**RECORDS TO PROCESS:**
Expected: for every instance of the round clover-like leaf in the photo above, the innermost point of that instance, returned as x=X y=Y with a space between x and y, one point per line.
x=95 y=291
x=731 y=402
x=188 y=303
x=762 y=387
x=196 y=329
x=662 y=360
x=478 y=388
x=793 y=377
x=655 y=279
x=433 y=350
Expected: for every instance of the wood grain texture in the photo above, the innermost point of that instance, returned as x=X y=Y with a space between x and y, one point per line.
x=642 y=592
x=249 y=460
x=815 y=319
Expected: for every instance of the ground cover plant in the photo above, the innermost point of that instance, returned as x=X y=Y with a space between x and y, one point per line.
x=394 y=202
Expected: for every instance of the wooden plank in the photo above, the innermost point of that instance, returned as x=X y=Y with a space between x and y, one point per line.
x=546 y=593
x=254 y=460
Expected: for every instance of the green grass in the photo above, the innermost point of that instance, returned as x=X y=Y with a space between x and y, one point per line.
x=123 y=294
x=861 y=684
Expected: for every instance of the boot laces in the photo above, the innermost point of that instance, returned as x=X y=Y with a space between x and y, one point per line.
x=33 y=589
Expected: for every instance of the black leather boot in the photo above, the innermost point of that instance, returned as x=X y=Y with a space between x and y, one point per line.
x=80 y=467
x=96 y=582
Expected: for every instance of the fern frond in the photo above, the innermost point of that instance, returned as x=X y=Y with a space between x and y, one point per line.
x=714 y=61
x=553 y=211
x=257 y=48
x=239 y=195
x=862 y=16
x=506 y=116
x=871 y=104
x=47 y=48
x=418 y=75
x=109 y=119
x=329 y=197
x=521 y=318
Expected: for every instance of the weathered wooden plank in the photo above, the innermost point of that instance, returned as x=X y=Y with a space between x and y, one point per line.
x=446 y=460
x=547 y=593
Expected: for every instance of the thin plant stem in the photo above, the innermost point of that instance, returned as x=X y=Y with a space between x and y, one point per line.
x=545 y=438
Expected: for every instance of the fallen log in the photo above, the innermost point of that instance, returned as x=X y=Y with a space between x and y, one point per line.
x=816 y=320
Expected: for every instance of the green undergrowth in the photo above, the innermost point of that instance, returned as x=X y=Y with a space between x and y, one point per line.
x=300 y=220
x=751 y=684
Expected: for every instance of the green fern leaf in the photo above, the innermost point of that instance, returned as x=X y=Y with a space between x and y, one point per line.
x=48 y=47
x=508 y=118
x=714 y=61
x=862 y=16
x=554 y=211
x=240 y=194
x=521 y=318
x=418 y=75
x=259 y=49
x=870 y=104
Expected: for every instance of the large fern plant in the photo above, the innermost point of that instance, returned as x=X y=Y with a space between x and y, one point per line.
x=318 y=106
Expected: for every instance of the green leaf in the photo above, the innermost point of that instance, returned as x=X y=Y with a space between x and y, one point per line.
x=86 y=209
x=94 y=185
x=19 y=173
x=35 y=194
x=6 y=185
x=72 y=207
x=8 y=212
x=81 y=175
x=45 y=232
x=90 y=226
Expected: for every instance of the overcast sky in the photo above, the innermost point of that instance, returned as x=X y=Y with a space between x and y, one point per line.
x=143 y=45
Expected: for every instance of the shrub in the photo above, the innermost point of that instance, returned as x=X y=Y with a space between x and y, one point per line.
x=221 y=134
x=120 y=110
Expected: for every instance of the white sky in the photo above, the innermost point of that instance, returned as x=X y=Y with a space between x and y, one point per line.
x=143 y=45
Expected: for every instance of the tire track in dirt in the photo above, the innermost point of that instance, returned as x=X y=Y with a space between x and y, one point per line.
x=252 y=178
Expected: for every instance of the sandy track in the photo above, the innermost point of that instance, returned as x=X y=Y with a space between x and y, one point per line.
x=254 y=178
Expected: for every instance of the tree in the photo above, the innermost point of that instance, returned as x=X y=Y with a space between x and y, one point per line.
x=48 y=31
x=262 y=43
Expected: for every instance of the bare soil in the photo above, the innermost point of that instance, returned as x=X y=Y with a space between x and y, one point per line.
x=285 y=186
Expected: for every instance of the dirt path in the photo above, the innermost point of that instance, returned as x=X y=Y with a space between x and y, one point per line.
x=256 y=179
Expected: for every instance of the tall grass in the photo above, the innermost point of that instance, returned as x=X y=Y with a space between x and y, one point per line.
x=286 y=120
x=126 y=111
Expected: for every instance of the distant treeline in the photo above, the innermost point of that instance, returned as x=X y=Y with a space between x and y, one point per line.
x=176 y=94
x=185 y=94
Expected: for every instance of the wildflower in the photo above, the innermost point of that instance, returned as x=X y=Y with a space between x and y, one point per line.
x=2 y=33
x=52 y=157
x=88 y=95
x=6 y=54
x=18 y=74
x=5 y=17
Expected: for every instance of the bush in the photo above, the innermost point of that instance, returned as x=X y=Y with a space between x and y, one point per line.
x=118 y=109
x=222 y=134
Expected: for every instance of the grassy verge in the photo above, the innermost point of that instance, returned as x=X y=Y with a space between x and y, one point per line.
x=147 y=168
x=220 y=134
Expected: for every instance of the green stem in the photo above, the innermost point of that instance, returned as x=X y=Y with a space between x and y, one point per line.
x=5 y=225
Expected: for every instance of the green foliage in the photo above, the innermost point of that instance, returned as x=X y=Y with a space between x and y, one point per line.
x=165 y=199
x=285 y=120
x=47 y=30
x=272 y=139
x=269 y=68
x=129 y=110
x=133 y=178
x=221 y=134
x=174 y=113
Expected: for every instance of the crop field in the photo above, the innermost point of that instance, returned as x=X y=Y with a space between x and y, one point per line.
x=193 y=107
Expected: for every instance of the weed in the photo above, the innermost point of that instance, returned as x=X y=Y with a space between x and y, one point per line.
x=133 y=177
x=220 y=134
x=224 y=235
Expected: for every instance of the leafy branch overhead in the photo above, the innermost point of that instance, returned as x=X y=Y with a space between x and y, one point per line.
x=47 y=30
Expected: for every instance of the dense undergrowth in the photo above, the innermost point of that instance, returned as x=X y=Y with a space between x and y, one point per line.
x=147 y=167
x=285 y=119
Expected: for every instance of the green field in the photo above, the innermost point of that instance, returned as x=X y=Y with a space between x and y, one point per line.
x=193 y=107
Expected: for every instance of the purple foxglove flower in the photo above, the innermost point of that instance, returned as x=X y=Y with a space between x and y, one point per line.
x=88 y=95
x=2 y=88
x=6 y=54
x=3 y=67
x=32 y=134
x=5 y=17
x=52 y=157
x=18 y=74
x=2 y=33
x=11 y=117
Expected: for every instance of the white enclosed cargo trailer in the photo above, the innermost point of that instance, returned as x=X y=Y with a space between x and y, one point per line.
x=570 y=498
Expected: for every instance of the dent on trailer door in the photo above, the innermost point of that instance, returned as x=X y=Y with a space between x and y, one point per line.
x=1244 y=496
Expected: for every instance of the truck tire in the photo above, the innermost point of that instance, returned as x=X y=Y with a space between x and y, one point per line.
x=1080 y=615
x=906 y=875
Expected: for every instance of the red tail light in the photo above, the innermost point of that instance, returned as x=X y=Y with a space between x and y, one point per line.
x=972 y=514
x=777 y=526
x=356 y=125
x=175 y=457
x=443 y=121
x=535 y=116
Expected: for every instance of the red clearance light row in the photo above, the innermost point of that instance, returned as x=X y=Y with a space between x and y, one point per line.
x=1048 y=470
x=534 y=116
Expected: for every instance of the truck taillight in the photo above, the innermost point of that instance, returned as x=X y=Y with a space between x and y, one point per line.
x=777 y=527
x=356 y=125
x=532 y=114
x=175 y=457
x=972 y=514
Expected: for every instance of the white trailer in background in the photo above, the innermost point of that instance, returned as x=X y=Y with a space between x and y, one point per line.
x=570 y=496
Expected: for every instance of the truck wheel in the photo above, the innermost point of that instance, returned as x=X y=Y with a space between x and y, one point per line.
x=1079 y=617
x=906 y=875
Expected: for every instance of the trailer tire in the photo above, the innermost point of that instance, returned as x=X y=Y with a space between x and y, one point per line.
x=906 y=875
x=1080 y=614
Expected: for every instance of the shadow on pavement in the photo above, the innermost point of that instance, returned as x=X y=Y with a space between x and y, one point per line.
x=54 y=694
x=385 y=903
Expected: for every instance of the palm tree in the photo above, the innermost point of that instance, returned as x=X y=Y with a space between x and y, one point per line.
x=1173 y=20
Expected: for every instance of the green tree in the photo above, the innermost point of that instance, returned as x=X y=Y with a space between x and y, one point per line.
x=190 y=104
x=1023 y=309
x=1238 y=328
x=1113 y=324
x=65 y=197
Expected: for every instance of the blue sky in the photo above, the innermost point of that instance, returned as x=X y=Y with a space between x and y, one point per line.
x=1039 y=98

**GIVEN REQUEST:**
Copy the material above from its first line through the line containing "x=815 y=319", both included, keeping every line and leaving the request lines unchanged. In each answer line, add 17 to both the x and the y coordinate.

**THE OUTPUT:**
Expected: for every instance of the round clover-like leaf in the photo above, the innermost point of that instance, returned as x=X y=Y with a space between x and y, one point per line.
x=112 y=308
x=748 y=419
x=205 y=320
x=779 y=404
x=213 y=346
x=679 y=377
x=495 y=405
x=810 y=394
x=672 y=296
x=450 y=367
Expected: for every instance of the wood grain texture in the photo above, the innermost point of that instance, returned as x=X y=Y with a space between x and y, one point per line.
x=659 y=609
x=266 y=477
x=832 y=336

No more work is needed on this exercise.